+++ Document segment +++

Most things in life change eventually. It never seemed that way to me when I went abroad for a year (in what seems like a previous existence to me now, at this distance) and came back to a life that had apparently been suspended in time during my absence. The odd relationship had started or ended, a few people had changed venues, perhaps even a baby had been born; but they all looked the same (the baby excepted), said the same things, did the same things. Life back home seemed suffocatingly static for a while.
Not that it took me long to settle back into that life and become attuned to the multiple small changes that take place every day, every year. I just don't think I had noticed them when I first returned from travelling because my focus was set for more dramatic changes in my daily landscape.
Now it is not just that I notice the changes happening, it is that so many of them appear big and important all the time. In the autumn shadows and the shafts of sunlit dust of my grandmother's front room I hear, beyond the happy noise of the children playing out on the green, the reducing cadence of her thoughts as we talk and know her age is taking its toll. The implication of this surprises me with how much it troubles me. Then when I return home there is more: serious illness in the family, damp in the boiler room, the lawn mower has broken down.
And when I escape the morning chaos of breakfasting children, the same happens at work: a move to a new building is being planned; we have committed to a quality assurance award scheme and must sort out how we can achieve that; meanwhile there are targets to meet and it is not clear how we might do so.
Seeing patients feels, at times, as though it could be a refuge, a way to hide from the stress of anticipating and creating these various changes. But often they too seem to add to the difficulty by coming along with perplexing problems of their own and an expectation of getting help. Not wanting to appear churlish, I try to oblige. By the time I have helped achieve some sort of resolution of their puzzles however, I seem somehow to have run out of time to unpick those I started the day with. I get home still consumed by them only to find there are problems at home that still need attention. Soon I am also beginning to worry whether anything will ever get solved.
I go running these days, when I get the chance. Sometimes people ask what I think about when I am out running but the truth is I rarely spend my time pondering any particular subject as I plod along. I am too busy concentrating on what I see.
On my standard circuit for the moment I run up past a farm and then along a track that winds up through mixed woods, until it emerges onto the heathery top of a line of low hills lying parallel to the coast. The track follows the line of the hills for a short way and then reaches another that I turn left onto, back down the hill to another farm and continues from there back towards home. It is as I turn left, still on the top of the hill, about to descend to that second farm, that the view opens out: fields of different shapes and colours below, Holy Island farther on (surrounded, or not, as the tide dictates), and land and sea to north and south as far as the haze permits.
Whether it is raining in January or clear in October so much changes in that view and yet still it retains its beauty. I always get back with my perspective lengthened.
- © British Journal of General Practice, 2004.

+++ Information shown +++

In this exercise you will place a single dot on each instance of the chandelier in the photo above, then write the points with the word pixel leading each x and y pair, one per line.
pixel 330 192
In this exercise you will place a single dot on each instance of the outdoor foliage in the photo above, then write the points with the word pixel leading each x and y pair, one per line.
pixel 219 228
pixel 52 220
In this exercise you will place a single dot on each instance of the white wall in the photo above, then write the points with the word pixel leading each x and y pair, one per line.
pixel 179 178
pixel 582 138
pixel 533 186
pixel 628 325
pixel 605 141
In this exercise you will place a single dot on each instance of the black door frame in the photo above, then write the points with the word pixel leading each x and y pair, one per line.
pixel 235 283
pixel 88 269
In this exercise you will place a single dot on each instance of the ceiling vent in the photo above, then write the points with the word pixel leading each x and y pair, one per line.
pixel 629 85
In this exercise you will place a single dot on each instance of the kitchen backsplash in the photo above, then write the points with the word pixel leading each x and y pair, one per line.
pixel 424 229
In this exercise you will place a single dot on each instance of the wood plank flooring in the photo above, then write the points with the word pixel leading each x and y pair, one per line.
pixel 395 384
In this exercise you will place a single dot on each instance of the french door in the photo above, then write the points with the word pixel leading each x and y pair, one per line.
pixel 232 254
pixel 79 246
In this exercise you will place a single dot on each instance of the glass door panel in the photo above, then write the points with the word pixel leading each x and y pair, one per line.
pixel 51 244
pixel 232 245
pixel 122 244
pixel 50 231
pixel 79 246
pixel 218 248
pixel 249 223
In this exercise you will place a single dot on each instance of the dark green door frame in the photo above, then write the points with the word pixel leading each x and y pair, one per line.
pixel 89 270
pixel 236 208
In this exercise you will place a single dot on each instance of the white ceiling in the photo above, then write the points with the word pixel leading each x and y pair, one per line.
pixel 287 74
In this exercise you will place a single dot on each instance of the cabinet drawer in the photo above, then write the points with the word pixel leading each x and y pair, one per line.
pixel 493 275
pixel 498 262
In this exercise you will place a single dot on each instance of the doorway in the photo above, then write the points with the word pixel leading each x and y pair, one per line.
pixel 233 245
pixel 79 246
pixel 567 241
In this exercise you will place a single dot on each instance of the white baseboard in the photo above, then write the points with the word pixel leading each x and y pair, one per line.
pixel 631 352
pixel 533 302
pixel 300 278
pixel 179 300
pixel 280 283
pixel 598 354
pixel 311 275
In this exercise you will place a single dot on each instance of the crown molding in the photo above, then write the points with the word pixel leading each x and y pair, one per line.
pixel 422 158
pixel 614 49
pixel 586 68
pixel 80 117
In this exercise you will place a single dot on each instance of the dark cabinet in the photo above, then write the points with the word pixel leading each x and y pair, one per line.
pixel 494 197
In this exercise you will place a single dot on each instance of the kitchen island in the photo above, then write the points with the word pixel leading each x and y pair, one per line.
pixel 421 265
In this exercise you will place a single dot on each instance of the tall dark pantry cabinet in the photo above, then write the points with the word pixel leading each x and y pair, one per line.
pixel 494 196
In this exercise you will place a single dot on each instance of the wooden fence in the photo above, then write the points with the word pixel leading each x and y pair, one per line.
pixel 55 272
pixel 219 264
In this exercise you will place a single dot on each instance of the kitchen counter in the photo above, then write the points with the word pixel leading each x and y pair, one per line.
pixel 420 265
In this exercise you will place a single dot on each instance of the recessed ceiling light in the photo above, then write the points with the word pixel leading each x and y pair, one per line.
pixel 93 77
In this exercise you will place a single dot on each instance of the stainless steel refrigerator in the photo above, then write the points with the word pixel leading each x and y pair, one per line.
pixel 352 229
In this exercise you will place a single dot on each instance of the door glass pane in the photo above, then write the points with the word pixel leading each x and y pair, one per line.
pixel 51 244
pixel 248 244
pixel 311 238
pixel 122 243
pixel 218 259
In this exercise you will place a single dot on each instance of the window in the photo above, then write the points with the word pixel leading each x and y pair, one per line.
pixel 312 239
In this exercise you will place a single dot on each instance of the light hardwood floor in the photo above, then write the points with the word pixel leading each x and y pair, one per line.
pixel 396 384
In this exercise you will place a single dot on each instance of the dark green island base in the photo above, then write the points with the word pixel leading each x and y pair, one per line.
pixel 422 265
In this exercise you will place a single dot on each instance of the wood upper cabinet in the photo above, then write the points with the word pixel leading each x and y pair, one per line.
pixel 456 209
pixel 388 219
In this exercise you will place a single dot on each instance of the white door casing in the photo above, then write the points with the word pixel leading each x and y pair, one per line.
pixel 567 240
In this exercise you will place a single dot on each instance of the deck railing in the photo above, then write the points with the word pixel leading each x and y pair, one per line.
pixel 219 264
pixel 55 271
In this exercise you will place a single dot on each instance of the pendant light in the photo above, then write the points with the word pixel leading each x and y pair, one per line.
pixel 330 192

+++

Tasks to complete:
1 > In the essay on change, transcribe everything from "Whether it is" down to "my perspective lengthened.".
2 > According to the essay on change, which island comes into view when the runner turns left at the top of the hill?

Answers to this exercise:
1 >
Whether it is raining in January or clear in October so much changes in that view and yet still it retains its beauty. I always get back with my perspective lengthened.

2 > Holy Island